• **Set problem**: Exactly reproduce the lines from the line containing "Guideline: for every instance of the wooden chair, set" to the end of the data below, inclusive, and nothing else.

• **Exercise materials**:
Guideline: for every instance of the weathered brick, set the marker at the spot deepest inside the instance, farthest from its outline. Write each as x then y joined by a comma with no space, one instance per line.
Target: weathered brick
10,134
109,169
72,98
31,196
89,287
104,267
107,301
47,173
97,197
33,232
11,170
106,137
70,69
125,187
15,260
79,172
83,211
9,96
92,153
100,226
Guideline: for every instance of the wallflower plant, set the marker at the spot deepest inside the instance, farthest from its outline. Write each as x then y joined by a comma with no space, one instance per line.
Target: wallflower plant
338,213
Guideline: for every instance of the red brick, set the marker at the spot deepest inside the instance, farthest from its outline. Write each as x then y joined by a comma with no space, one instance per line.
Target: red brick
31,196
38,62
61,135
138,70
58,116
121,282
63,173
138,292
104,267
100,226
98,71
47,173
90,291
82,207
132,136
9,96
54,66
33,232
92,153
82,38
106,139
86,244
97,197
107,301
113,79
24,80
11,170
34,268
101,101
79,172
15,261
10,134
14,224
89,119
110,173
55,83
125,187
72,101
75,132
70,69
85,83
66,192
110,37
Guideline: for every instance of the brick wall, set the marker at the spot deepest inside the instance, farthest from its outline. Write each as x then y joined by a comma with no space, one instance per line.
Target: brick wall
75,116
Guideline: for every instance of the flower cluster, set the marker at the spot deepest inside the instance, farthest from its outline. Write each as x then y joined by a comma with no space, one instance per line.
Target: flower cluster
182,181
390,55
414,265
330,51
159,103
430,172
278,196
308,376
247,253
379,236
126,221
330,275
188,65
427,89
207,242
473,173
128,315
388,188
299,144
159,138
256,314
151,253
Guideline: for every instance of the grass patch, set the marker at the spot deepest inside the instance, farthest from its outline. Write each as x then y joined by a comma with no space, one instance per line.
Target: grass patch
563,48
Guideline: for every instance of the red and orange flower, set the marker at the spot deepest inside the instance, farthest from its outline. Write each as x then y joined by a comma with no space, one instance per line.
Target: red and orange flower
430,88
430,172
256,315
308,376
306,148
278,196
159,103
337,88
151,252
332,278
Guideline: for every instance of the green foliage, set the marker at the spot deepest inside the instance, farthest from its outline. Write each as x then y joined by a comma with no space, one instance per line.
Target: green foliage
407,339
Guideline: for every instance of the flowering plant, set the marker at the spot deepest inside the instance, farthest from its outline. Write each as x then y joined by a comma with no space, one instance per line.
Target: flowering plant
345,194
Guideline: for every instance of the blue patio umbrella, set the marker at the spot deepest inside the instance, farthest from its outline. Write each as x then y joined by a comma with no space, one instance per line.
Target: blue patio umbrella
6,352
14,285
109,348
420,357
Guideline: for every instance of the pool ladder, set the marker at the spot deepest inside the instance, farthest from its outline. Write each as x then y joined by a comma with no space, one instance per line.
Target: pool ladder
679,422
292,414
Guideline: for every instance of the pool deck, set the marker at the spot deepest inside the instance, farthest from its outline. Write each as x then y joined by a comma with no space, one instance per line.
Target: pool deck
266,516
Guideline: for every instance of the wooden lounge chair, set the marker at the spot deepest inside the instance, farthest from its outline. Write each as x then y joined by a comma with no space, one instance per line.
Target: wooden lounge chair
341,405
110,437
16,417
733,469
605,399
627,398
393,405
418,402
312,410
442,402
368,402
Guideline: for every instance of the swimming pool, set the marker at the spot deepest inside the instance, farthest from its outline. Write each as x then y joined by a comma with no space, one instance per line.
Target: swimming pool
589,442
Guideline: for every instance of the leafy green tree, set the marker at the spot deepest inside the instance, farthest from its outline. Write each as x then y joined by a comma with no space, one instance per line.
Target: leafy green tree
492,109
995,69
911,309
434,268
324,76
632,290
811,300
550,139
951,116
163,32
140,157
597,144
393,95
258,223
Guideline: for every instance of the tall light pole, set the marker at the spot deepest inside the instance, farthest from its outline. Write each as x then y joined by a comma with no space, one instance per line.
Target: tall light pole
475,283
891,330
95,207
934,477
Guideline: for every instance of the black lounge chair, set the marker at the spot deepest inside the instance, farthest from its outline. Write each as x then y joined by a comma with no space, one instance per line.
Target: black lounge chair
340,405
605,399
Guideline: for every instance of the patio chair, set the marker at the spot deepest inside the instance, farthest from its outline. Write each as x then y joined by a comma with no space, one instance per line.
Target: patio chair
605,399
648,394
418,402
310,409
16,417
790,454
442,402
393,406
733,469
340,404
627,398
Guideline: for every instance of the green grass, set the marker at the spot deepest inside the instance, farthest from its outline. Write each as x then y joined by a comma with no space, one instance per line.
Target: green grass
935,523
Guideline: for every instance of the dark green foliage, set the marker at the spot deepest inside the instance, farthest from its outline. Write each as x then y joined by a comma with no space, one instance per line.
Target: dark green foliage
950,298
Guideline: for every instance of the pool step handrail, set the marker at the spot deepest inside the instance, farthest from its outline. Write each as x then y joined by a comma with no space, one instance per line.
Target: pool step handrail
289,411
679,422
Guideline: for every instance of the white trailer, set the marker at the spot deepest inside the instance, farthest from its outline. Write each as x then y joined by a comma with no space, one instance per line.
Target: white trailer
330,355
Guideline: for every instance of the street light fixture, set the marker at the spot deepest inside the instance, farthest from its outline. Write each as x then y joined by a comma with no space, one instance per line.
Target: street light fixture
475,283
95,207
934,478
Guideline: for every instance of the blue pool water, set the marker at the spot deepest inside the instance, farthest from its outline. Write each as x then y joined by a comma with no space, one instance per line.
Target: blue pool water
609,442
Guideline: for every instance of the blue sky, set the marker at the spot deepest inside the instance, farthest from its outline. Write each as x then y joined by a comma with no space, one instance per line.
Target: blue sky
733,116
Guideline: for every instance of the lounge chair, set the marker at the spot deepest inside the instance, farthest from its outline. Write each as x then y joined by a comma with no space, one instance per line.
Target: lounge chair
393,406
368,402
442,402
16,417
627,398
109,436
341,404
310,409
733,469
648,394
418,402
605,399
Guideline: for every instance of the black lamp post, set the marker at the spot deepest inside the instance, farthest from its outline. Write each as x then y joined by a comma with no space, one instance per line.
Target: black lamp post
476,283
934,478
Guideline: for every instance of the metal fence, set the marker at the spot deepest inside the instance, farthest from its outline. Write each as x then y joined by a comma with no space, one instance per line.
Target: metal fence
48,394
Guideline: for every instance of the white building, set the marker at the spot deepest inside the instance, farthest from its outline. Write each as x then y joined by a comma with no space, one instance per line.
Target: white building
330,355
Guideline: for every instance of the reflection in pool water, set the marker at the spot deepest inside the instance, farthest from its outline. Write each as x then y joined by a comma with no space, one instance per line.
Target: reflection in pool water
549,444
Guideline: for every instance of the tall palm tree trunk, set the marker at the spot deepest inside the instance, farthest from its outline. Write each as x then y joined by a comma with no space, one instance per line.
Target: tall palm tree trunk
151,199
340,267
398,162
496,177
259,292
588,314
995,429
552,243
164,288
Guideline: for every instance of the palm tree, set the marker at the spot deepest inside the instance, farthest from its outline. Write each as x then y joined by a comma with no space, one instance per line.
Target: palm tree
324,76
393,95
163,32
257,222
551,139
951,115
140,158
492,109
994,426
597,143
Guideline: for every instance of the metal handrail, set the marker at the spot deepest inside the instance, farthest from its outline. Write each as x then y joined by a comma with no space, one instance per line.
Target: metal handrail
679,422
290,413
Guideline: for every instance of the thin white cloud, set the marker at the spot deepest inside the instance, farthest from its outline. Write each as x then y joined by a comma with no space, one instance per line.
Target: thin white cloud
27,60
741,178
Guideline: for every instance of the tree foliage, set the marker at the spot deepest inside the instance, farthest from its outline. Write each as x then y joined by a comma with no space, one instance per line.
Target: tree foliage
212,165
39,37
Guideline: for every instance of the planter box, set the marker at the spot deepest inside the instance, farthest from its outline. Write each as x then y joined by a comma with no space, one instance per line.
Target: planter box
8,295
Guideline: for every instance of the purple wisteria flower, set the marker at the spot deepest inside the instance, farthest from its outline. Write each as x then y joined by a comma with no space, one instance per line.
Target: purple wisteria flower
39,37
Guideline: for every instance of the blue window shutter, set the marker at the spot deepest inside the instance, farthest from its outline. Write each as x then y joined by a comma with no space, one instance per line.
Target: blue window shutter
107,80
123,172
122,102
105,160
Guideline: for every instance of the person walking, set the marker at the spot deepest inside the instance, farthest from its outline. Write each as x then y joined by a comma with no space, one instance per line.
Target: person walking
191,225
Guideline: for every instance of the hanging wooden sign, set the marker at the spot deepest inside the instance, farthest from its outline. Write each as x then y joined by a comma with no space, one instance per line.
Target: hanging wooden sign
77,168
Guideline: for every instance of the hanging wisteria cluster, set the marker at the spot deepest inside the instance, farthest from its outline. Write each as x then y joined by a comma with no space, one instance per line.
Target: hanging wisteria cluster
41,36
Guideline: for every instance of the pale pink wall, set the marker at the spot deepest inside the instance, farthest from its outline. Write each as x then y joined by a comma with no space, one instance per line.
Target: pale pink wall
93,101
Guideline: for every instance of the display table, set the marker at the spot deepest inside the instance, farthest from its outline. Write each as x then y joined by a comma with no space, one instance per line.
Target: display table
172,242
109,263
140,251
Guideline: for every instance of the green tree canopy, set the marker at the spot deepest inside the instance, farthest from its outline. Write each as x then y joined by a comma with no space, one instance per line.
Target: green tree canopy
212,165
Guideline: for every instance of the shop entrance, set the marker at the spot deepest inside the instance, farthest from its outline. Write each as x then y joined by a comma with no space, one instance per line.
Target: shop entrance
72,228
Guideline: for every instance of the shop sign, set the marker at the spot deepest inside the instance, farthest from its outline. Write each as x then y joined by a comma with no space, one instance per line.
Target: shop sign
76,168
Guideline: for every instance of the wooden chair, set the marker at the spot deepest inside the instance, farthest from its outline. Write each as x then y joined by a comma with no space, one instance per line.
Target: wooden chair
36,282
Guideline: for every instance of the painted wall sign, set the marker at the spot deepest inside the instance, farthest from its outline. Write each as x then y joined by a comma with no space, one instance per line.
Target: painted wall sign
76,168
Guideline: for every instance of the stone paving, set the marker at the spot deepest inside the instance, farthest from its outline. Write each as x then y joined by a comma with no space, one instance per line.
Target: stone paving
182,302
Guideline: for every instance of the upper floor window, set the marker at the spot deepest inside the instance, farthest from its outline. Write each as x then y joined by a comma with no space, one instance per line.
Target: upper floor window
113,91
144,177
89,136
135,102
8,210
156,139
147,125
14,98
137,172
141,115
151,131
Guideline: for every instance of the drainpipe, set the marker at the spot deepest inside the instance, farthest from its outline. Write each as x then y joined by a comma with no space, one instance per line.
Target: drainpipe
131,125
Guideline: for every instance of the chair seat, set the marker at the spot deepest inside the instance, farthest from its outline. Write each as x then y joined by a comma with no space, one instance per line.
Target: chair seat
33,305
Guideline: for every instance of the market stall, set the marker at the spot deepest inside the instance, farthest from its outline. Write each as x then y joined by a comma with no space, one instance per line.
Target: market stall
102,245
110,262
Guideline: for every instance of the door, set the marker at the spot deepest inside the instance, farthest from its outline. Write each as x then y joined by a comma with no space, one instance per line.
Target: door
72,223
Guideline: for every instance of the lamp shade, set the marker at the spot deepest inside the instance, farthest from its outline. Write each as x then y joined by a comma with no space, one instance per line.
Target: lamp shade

• **Solution for this task**:
Guideline: for every instance of the wooden chair, set the marker at the spot deepest inside the instance, farthest from its outline. Write each as x then y joined by a comma with no space, one instance per line.
Target: wooden chair
36,282
Guideline: for every instance of the painted wall sign, set the marker at the spot deepest inside the instance, farthest from its outline. Write each as x then y joined by a comma with no space, one instance per line.
Target: painted wall sign
76,168
Guideline: for every instance of the stone paving, set the marker at the spot deepest inside the instance, farthest from its outline. Write each as x then y joined by a comma with no space, one instance per line.
Target: stone paving
182,302
Guideline: for every instance of the upper floor window, set the marker at the spot deepest inside the instance, farthest from its outline. Write each as x then y joined by a comma with no space, one instance per line.
Target: upper floor window
113,91
144,177
89,136
135,102
8,210
156,139
147,125
14,98
137,172
141,115
151,131
Guideline: for every instance of the drainpipe, set the marker at the spot deepest inside the instance, farthest from its outline. Write each as x then y joined by a comma with no space, one instance per line.
Target: drainpipe
131,125
Guideline: for every instance of the chair seat, set the marker at the spot deepest inside the instance, farthest from its outline. Write each as x then y joined by a comma with no space, one instance per line.
Target: chair seat
33,305
Guideline: for every instance of the market stall, set the marker at the spot deepest inside the instance, farthest from its outline. Write each as x then y joined by a comma with no space, one instance per line.
Target: market stall
102,245
110,262
Guideline: for every instance of the door, set the marker at the spot deepest inside the instance, farthest from its outline. Write each as x then y joined by a comma with no space, one instance per line.
Target: door
72,223
Guideline: for every instance of the lamp shade, set the marker at the spot deepest inside the instance, farthest from its outline. Write each as x then y joined by a comma with no space, one instance per line.
Target: lamp shade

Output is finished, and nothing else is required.